[Record extracts Boundary: Start]

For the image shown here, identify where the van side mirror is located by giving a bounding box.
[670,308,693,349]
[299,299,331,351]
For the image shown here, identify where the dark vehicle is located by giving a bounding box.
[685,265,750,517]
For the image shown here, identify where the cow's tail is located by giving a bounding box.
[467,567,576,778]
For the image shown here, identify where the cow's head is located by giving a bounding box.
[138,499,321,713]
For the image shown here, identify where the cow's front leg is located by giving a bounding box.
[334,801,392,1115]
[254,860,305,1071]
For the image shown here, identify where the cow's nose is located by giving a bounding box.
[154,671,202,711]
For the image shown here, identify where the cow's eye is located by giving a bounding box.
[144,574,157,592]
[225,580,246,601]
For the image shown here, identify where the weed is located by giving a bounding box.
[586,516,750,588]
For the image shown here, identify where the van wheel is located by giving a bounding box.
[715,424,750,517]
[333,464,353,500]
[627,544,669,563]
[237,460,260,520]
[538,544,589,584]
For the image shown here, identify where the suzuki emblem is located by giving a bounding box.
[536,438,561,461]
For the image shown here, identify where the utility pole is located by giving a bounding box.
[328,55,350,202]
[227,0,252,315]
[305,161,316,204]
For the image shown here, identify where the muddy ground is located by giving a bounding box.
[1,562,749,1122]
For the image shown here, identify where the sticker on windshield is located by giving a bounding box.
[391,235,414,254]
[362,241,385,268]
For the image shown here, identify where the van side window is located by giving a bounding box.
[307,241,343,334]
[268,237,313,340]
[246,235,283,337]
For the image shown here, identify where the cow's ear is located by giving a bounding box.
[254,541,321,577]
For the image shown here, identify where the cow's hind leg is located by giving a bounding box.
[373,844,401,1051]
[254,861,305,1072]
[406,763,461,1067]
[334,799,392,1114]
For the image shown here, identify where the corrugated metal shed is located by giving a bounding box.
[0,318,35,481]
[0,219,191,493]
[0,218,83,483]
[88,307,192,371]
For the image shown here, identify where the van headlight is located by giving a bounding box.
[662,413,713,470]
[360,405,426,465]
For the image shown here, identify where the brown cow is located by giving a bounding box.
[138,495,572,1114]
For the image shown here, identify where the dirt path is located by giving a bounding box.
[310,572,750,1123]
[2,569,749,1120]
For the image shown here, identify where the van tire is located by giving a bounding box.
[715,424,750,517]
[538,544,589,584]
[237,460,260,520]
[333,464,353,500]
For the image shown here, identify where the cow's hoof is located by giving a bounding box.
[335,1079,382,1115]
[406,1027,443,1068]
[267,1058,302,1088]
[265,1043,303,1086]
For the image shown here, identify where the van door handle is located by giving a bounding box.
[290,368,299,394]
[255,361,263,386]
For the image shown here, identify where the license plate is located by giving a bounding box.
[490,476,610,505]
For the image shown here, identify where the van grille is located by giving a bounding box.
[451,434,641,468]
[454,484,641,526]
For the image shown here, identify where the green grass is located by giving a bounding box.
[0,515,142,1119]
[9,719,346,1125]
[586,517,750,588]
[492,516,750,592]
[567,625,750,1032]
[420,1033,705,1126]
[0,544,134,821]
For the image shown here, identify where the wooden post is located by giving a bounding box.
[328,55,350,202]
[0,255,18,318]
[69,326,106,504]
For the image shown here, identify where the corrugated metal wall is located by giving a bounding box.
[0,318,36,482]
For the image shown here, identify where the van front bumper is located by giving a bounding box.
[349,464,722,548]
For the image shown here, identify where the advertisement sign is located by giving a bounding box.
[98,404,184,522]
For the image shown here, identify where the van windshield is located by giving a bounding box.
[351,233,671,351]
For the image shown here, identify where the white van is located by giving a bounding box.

[Record extracts Boundary: End]

Problem to solve – Copy the entries above exactly, so that each line matches the original.

Exercise response –
For the image shown here, identify where the van side mirror is located by giving a bounding box.
[670,308,693,349]
[299,299,331,351]
For the image shown here, identify where the dark vehicle is located by giving a bounding box.
[685,265,750,517]
For the image shown here, identify where the cow's tail is located by giving a bounding box.
[467,567,576,778]
For the image shown here, identify where the cow's head is located by giving a bounding box.
[138,499,321,713]
For the image shown here, identify where the cow's front leg is located by giving a bounding box.
[334,801,392,1115]
[254,860,305,1071]
For the image shown here, identify where the cow's nose is located by giving a bounding box.
[154,671,202,711]
For the image shown here, identify where the cow's eye is located by giving a bounding box.
[144,574,157,592]
[225,580,246,601]
For the image shown here, identify where the weed is located by giving a bounding box.
[586,516,750,588]
For the image shown here, identify where the van wheel is located by giving a bounding box.
[715,424,750,517]
[333,464,353,500]
[627,544,669,563]
[237,460,260,520]
[538,544,589,584]
For the image shown here, identify where the suzuki emblem is located by giving a bounding box.
[536,438,561,461]
For the image shown here, identify where the utility pole is located by giving a bounding box.
[328,55,350,202]
[227,0,252,315]
[305,161,316,204]
For the image shown here, identify where the muddy ground is located by giving a bounding box.
[1,562,749,1122]
For the image shown here, identify where the sticker on windshield is located by giving a bounding box.
[391,235,414,254]
[362,241,385,268]
For the image shown here, identify where the van side window is located by giving a bounding box.
[307,241,343,334]
[268,237,313,340]
[246,235,283,337]
For the image shown here, identify where the cow's ear is located by giving a bounding box.
[254,541,321,577]
For the image shown here, identify where the cow's hind leg is located by giving a bounding box.
[373,844,401,1051]
[254,861,305,1072]
[406,763,461,1067]
[334,799,392,1114]
For the image shown here, identify where the corrugated metal shed is located by giving a bounding box.
[0,318,35,481]
[0,219,191,493]
[0,218,83,483]
[88,307,192,371]
For the image shown here, identify where the van headlight is located by giving a bounding box.
[662,413,713,470]
[360,405,426,465]
For the image shown here, identify where the brown cow is located by giving a bounding box.
[138,495,572,1114]
For the image shown here, identify where the dirt path is located by giving a bounding box.
[310,572,750,1123]
[2,569,749,1120]
For the image shown here, identify where the van tire is located by giving a bounding box.
[715,424,750,517]
[538,544,589,584]
[237,460,260,520]
[333,464,353,500]
For the image shown here, identify where the cow's hoof is located by giving a bounding box.
[335,1079,382,1115]
[406,1027,443,1068]
[267,1058,302,1088]
[265,1043,303,1086]
For the image shown here, identify where the van door handle is located by giving a bounding box.
[290,368,299,394]
[255,361,263,386]
For the image shown here, identify where the license plate is located by giving a bounding box.
[490,476,610,505]
For the image shown here, identify where the van grille is located by giving a bounding box.
[451,434,641,468]
[454,484,641,526]
For the image shown here, identify where the green grass is located by giving a bounding box.
[0,515,142,1119]
[9,719,346,1125]
[586,517,750,588]
[492,516,750,592]
[567,625,750,1032]
[420,1033,705,1126]
[0,544,134,821]
For the image shown here, identify where the wooden post is located by giving a bounding box.
[328,55,350,202]
[0,255,18,318]
[69,326,106,504]
For the image shown here, identify where the corrugated metal wall is located by giving a bounding box.
[0,318,36,482]
For the image shown here, identify where the van front bumper is located by giving a bounding box.
[349,464,722,548]
For the image shown here, identify where the advertisement sign is located by giving a bounding box.
[98,404,184,522]
For the image shown here, identify where the van windshield is located by giving a bounding box.
[351,233,671,351]
For the image shown here, identify where the white van is located by giving a bounding box.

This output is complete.